- EXERCISE REQUIREMENTS
Range to reproduce from the entries below: the line with "Query: island countertop", the line with "Report the location of every instance of the dark hardwood", and every line in between. Give them exactly and give nothing else.

★ ★ ★ ★ ★ ★ ★

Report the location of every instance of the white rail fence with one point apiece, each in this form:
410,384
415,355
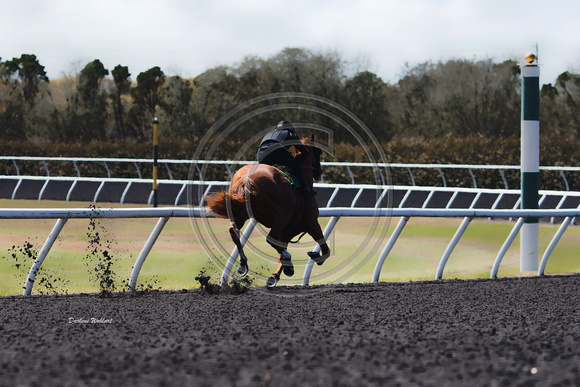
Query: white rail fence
164,214
230,166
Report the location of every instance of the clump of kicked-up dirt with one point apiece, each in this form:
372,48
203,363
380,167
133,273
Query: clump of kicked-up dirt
100,262
233,287
47,281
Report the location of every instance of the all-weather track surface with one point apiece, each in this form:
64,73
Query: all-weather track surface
522,331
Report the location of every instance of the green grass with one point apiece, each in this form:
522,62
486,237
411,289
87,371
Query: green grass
178,256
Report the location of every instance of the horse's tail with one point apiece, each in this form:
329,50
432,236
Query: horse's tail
219,202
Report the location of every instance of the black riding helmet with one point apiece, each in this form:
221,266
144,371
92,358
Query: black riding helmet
286,125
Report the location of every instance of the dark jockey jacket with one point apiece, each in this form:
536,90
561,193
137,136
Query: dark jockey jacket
270,151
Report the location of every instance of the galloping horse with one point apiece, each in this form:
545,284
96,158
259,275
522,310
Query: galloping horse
260,191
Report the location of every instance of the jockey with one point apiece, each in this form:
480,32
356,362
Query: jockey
274,150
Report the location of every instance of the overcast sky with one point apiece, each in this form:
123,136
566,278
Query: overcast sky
188,37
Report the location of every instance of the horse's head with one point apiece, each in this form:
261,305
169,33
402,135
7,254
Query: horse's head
313,160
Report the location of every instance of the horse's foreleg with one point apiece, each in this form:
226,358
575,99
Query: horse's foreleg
235,234
284,257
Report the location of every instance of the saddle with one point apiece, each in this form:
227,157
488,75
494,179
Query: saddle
286,174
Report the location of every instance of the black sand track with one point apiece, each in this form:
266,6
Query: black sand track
486,332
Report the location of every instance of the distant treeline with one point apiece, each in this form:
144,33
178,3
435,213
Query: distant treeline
458,98
554,150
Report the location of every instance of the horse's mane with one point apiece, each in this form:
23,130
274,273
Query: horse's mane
245,187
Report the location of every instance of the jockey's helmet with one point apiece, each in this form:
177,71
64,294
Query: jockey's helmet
286,125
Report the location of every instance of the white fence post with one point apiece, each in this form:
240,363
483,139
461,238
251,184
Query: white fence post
42,255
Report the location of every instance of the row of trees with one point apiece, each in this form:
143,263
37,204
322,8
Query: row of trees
457,98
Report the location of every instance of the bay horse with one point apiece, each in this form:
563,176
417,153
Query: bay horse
260,191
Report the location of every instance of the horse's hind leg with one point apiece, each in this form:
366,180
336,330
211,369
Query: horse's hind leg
318,236
235,234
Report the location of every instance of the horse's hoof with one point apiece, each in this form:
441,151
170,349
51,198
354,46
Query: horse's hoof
288,271
271,281
243,271
316,257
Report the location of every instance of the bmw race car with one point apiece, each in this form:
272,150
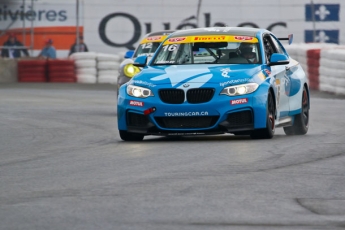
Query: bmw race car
148,45
214,81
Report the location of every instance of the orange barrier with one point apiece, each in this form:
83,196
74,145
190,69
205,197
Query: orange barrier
32,71
61,70
313,62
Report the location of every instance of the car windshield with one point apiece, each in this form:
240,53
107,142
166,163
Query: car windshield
213,49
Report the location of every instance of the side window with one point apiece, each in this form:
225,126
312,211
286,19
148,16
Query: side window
277,45
268,46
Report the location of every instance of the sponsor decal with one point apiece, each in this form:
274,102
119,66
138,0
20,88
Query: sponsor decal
140,82
239,101
155,38
322,12
186,114
233,82
179,39
225,72
243,38
212,29
138,26
184,134
209,38
322,36
136,103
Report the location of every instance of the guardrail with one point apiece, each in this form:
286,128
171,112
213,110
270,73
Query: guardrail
323,63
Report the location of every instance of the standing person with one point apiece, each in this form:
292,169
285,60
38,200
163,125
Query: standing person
48,51
14,48
81,48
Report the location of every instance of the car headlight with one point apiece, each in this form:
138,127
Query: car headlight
137,91
240,89
130,70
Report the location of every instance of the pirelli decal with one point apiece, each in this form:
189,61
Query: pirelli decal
210,38
153,39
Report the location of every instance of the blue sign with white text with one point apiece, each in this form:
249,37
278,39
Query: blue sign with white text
322,36
322,12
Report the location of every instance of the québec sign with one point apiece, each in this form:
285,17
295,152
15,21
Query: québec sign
138,32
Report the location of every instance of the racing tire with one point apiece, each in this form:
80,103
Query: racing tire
126,136
268,132
301,123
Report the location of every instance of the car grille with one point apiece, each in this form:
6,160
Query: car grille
187,122
240,118
172,96
194,96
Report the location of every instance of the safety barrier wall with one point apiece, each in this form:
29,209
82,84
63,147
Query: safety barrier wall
323,63
86,67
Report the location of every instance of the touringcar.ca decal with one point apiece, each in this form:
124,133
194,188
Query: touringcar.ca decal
186,114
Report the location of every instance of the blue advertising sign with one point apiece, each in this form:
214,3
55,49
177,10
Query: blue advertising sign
322,36
322,12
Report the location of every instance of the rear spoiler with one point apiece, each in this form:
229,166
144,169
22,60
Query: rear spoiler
289,38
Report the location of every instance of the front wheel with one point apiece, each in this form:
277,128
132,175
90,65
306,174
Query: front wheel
301,123
268,132
126,136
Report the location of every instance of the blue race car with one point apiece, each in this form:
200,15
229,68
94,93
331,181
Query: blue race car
213,81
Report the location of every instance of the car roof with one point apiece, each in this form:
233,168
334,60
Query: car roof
161,32
240,31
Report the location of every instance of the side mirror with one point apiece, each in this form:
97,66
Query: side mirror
279,59
140,61
129,54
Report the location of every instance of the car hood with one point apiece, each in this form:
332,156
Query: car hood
175,75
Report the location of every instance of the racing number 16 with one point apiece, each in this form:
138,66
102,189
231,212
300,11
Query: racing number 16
170,47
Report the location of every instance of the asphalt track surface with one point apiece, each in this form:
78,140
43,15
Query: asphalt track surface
63,166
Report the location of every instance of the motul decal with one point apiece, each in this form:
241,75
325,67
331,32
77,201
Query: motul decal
136,103
239,101
180,39
243,38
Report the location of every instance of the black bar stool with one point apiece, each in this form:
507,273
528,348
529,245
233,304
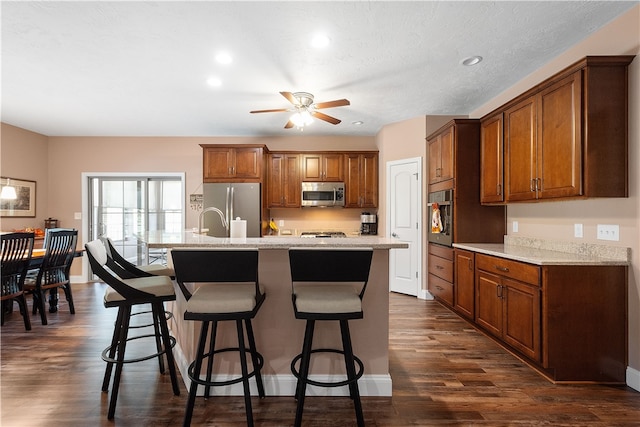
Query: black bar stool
124,294
229,290
328,284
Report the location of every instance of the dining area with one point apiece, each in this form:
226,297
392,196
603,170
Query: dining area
38,273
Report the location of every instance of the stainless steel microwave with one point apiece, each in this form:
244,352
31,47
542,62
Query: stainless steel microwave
323,194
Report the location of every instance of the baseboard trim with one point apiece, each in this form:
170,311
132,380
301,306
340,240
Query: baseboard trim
633,378
285,384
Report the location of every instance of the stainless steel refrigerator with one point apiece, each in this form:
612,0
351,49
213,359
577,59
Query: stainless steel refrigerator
234,200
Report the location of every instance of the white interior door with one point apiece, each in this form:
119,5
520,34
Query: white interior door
404,207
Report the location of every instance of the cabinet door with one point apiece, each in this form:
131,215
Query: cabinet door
333,167
520,151
247,162
275,181
464,283
559,138
292,189
361,180
521,317
491,160
489,302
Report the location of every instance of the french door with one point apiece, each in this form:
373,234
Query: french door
121,207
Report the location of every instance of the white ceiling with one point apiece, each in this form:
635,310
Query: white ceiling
141,68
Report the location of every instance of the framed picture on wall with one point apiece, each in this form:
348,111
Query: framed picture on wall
17,198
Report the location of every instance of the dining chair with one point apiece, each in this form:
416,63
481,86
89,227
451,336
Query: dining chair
128,270
16,254
53,273
125,294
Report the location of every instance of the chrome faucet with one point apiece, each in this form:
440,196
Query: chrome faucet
225,224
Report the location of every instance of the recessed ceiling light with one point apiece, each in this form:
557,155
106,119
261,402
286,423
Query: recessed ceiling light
472,60
224,58
320,41
214,82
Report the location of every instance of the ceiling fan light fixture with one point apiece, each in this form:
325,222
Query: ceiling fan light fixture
301,118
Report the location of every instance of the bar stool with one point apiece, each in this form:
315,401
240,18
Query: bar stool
124,294
229,290
328,284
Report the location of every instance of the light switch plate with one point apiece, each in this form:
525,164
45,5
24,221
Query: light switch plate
608,232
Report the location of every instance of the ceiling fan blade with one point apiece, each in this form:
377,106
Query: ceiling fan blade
292,99
326,118
277,110
331,104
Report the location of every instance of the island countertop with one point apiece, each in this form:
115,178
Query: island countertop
187,238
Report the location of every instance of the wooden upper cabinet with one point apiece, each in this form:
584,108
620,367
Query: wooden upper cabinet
323,167
491,157
543,143
232,163
361,182
283,180
565,138
441,156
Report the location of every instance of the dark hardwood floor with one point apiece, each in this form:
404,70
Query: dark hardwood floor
444,373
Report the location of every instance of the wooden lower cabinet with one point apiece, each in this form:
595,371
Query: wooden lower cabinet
440,281
464,284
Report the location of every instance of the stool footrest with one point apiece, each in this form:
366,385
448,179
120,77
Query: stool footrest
108,359
233,380
296,372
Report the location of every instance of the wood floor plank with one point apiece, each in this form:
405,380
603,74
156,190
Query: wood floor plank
444,372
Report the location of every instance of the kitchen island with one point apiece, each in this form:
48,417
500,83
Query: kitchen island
278,334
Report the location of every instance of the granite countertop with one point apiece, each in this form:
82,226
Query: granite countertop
187,238
545,252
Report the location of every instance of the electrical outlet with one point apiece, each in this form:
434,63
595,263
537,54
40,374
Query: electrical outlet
577,230
608,232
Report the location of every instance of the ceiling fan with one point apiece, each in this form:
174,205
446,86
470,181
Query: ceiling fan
304,109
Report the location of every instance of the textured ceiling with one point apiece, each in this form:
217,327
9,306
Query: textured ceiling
141,68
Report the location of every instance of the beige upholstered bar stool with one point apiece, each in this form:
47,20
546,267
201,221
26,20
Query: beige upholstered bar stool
125,294
228,290
328,284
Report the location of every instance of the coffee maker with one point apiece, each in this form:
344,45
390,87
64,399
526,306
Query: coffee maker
368,224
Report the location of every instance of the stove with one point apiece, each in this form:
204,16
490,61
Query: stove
324,234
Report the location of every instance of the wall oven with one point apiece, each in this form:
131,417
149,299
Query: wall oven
441,214
323,194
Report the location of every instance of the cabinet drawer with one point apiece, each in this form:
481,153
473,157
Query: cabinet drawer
441,289
508,268
441,251
441,267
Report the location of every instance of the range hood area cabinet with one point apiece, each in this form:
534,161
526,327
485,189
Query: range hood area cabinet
233,163
283,180
286,170
565,138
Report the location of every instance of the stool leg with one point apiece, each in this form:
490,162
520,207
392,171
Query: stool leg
212,347
112,351
122,344
351,370
304,370
254,357
162,320
157,312
193,389
245,373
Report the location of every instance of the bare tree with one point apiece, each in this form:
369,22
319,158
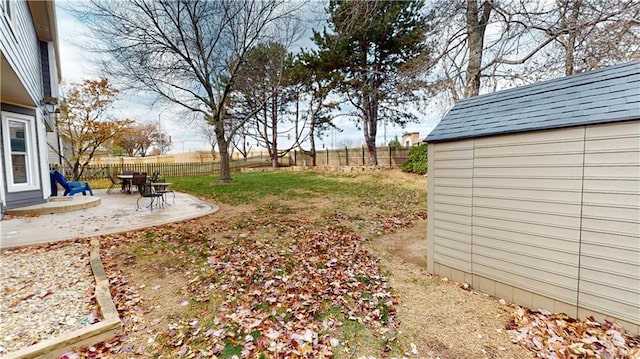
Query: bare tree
186,52
210,134
482,45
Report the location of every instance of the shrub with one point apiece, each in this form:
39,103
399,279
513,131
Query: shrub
417,162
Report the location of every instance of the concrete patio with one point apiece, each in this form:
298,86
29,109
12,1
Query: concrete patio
115,212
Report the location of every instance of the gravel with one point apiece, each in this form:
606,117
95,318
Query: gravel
44,292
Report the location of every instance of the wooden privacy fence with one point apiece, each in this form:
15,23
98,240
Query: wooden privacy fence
165,169
387,157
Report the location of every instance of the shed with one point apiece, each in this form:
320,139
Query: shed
534,194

★ ★ ★ ★ ★ ★ ★

- PROBLEM SOLUTION
Query: island countertop
187,238
Report the location of every instance of the wooden upper cabinet with one point apiece, each in this form:
584,108
620,367
Query: wooden upper cabinet
323,167
491,157
543,143
232,163
361,182
283,180
565,138
441,156
Report the location of every instance of the dark hardwood floor with one point apiece, each in this form:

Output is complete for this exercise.